Task data>
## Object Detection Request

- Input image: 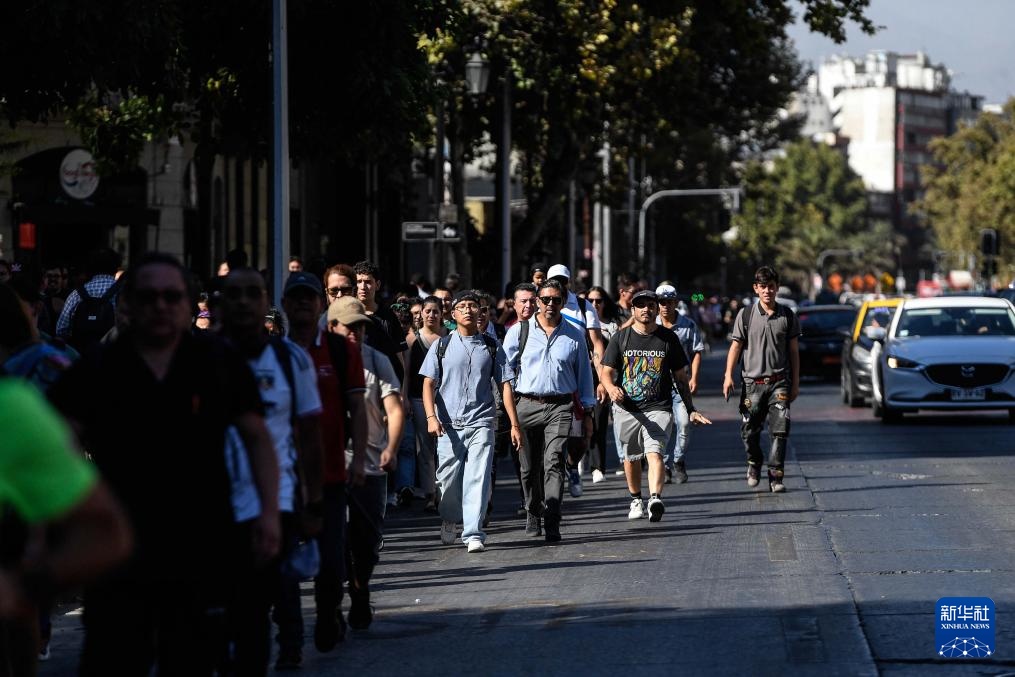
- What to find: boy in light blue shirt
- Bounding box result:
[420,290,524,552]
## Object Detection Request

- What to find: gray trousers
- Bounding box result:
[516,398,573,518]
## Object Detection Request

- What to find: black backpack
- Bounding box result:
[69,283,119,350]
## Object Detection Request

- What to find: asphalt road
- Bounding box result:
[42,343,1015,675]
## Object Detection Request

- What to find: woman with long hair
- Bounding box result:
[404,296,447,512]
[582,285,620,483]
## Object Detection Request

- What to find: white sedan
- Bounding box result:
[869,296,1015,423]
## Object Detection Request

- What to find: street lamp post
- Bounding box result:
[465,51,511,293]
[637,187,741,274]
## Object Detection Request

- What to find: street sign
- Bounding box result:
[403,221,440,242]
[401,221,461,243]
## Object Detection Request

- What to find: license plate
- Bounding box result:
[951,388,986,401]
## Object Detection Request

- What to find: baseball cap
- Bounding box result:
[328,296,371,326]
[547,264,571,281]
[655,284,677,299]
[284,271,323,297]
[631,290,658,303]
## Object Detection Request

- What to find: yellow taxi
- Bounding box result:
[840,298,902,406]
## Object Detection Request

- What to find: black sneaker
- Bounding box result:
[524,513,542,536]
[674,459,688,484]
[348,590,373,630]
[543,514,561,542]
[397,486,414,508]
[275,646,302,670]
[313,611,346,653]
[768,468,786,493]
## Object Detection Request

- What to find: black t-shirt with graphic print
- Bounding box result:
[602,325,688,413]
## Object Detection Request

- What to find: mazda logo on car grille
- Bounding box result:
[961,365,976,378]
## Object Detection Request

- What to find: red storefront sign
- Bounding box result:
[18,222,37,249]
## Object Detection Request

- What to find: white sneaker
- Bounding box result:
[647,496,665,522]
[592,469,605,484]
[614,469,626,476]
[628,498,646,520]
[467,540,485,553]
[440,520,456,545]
* * *
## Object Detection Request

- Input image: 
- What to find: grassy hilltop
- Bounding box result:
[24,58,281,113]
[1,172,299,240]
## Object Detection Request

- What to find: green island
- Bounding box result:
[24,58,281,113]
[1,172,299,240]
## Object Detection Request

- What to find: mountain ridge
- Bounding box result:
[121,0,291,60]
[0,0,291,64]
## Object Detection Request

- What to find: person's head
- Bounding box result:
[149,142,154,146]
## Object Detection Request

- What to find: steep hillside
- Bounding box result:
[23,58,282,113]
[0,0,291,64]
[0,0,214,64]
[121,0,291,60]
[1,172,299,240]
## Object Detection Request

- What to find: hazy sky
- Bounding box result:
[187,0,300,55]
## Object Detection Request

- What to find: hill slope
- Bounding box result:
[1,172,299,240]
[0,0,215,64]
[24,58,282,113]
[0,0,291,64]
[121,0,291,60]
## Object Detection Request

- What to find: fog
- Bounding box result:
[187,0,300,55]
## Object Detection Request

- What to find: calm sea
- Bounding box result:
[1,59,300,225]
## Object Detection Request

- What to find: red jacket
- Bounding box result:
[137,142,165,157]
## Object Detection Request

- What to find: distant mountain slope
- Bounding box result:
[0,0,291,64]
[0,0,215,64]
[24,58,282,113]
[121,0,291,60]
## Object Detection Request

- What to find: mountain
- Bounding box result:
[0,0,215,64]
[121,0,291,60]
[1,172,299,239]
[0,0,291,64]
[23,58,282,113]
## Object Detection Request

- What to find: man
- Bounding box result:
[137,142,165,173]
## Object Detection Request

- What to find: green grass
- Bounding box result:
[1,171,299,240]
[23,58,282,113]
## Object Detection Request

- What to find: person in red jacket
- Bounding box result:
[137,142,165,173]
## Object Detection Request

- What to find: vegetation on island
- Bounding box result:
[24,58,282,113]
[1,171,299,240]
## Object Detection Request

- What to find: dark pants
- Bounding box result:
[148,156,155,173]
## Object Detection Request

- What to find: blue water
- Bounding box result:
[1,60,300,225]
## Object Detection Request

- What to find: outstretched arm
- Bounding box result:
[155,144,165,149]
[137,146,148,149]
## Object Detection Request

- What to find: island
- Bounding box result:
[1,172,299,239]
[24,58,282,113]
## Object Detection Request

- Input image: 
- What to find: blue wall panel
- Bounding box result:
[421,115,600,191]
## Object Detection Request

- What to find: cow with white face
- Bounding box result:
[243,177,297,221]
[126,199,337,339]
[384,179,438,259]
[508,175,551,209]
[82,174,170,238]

Action item>
Look through the entries and return every line where "white" appears.

Response>
- What to find: white sedan
- What to find: white sneaker
- What to find: cow with white face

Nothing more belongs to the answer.